* **Supplied passage**
Selection in DN refers to the assignment of number of offspring to replicating firing rate patterns. It is done through evaluating the solutions represented by the replicating signals according to a scalar function, the fitness. In our architecture, reservoirs that output higher-fitness signals become trainer reservoirs, reservoirs outputting lower-fitness signals are assigned to be learners. The signal of trainer reservoirs reproduce, while the signal of learner reservoirs dies (i.e., disappears form the population of signals). The full evolutionary process over a two-dimensional sheet of reservoirs is illustrated on Fig. 1d.

* **Brief 1**
Rewrite the passage on selection in DN, starting with "Selection in DN" and going on through "on Fig. 1d.", with "trainer" replaced by "teacher".
* **Brief 2**
In the passage on selection in DN, what role is assigned to reservoirs that output lower-fitness signals?
* **Brief 3**
In one to three sentences, explain what determines whether a reservoir's signal reproduces or dies, according to the passage on selection in DN.

* **Given information**

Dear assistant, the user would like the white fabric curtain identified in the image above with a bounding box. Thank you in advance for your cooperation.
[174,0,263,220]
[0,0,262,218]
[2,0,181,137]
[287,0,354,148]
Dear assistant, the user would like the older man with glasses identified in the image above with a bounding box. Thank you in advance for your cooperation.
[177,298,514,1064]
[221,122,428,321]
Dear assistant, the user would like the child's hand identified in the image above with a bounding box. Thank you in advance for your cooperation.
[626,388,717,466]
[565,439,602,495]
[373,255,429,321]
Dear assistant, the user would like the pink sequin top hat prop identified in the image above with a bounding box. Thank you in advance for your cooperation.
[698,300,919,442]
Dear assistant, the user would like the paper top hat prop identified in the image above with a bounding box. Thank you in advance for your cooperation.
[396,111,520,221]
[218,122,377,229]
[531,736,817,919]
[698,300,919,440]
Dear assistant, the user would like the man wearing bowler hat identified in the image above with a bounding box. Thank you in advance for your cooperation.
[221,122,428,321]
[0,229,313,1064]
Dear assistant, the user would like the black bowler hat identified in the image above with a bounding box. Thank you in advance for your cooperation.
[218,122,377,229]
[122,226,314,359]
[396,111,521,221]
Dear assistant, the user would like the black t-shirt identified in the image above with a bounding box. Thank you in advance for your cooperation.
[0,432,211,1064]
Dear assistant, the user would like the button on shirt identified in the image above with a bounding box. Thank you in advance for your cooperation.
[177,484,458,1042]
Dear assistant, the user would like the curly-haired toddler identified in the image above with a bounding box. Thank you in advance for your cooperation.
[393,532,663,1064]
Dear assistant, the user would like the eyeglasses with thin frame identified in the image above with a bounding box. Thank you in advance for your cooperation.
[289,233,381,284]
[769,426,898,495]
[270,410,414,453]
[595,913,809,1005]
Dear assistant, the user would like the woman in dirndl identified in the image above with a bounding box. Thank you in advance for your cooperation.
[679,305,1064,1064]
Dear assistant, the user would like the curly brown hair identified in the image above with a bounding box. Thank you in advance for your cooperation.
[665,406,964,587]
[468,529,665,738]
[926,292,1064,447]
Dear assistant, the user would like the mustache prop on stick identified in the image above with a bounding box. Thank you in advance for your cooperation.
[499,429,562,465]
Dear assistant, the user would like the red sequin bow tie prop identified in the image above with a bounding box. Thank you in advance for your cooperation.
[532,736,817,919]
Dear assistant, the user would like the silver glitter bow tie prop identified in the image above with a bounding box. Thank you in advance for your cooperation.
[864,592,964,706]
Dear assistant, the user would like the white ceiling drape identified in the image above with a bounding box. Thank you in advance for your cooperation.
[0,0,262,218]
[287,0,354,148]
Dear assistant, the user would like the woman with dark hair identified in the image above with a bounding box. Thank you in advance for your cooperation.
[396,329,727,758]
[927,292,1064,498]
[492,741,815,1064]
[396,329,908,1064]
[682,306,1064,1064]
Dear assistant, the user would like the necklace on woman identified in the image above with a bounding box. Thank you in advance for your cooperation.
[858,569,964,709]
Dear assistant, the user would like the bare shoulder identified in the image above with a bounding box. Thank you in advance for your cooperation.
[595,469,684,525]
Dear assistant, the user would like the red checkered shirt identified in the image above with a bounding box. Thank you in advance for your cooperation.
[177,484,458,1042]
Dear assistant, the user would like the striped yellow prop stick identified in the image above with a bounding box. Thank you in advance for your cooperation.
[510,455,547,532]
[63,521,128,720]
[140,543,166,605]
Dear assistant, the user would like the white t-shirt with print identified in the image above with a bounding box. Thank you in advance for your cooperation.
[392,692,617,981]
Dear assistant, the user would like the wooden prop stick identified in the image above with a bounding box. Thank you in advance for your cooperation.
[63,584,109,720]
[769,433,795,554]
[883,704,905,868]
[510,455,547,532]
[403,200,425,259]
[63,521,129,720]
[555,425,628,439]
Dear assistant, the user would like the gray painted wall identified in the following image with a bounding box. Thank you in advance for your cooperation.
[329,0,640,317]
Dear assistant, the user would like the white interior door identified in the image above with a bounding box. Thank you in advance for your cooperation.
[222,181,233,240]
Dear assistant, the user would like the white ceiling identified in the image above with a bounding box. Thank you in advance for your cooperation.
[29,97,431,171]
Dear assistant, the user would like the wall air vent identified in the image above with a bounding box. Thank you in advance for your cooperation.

* **Result 1**
Selection in DN refers to the assignment of number of offspring to replicating firing rate patterns. It is done through evaluating the solutions represented by the replicating signals according to a scalar function, the fitness. In our architecture, reservoirs that output higher-fitness signals become teacher reservoirs, reservoirs outputting lower-fitness signals are assigned to be learners. The signal of teacher reservoirs reproduce, while the signal of learner reservoirs dies (i.e., disappears form the population of signals). The full evolutionary process over a two-dimensional sheet of reservoirs is illustrated on Fig. 1d.

* **Result 2**
They are assigned to be learners.

* **Result 3**
Each replicating signal is evaluated by a scalar function called the fitness. Reservoirs that output higher-fitness signals become trainer reservoirs, and their signal reproduces. Reservoirs that output lower-fitness signals become learners, and their signal dies, disappearing from the population of signals.